Sony FE 12-24mm F4 Review | Ultra Wide Angle Lens for Sony a7 & a9
When I first switched to Sony I had one major complaint: there was no ultra-wide angle zoom lens for the system.
Luckily I didn’t have to wait for long for something special to be released: the Sony FE 12-24mm F4!
I’ve put together a pretty in-depth video review that you can watch above (or by clicking here) still, you should also keep on reading, as here you’ll find some additional details, more sample pictures, and the 100% crops without any compression.
Without further ado, let’s get started with the Sony FE 12-24mm Review!
Weight & Dimensions
What surprised me the most about this lens, besides of course its ultra-wide Field of View (FOV), it is how light it is. To be precise, it weighs just 1.24 lb (565 g), which makes it the lightest ultra-wide angle lens of its category.
To let you better understand how light it is, just consider that the Sigma 12-24mm F4 Art weights 2.53 lb (1151 g).
That’s double than the Sony, without mentioning that in order to use the Sigma 12-24mm on a Sony you’d also need the MC-11 adapter, but that’s another story.
The dimensions are well contained, in fact the lens measures 3-1/2″ x 4-5/8″ (87 x 117.4 mm), which makes it just a bit bigger than the Sony 16-35mm F4.
Professional lenses are usually pretty heavy and bulky, due to the complex glasses system they have inside, so you might think that Sony gave up on quality to make it more portable. This is gladly not the case, and you’ll see why in the following paragraphs.
The Sony FE 12-24mm F4 is nicely built and feels solid, even though its main body is made out of polycarbonate.
I personally prefer aluminum lenses, as they feel more professional and resistant to me, and I do expect premium materials when paying a premium price.

## STORED DATA
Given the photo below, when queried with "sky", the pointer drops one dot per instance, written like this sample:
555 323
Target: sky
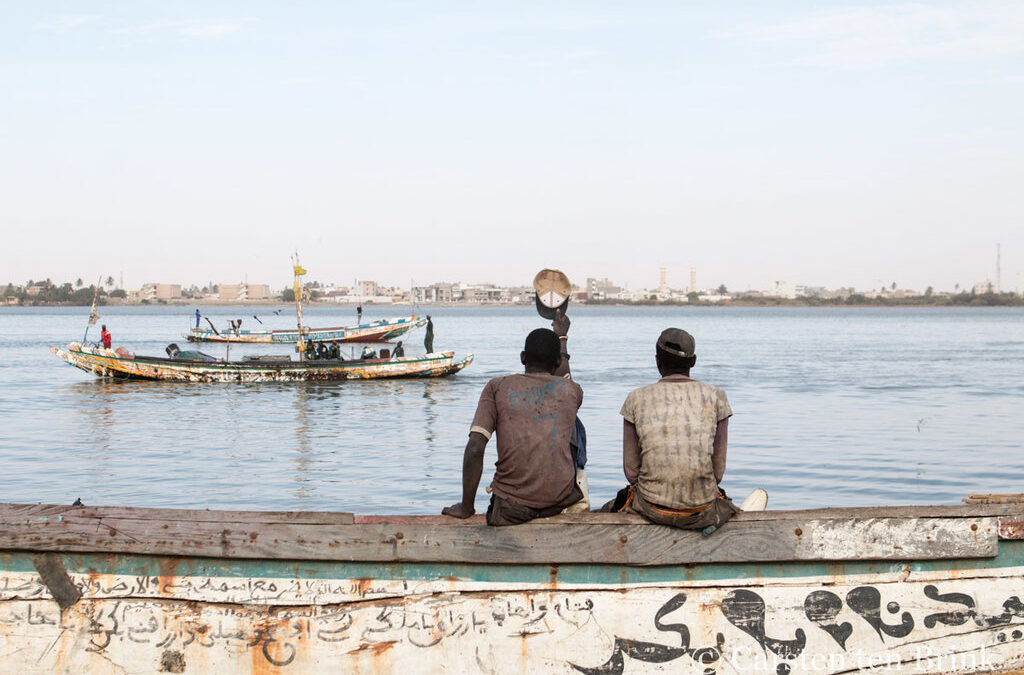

## WHAT THIS TASK INVOLVES
According to the lens review, how much does the Sony FE 12-24mm F4 weigh?

## TASK OUTPUT
1.24 lb (565 g)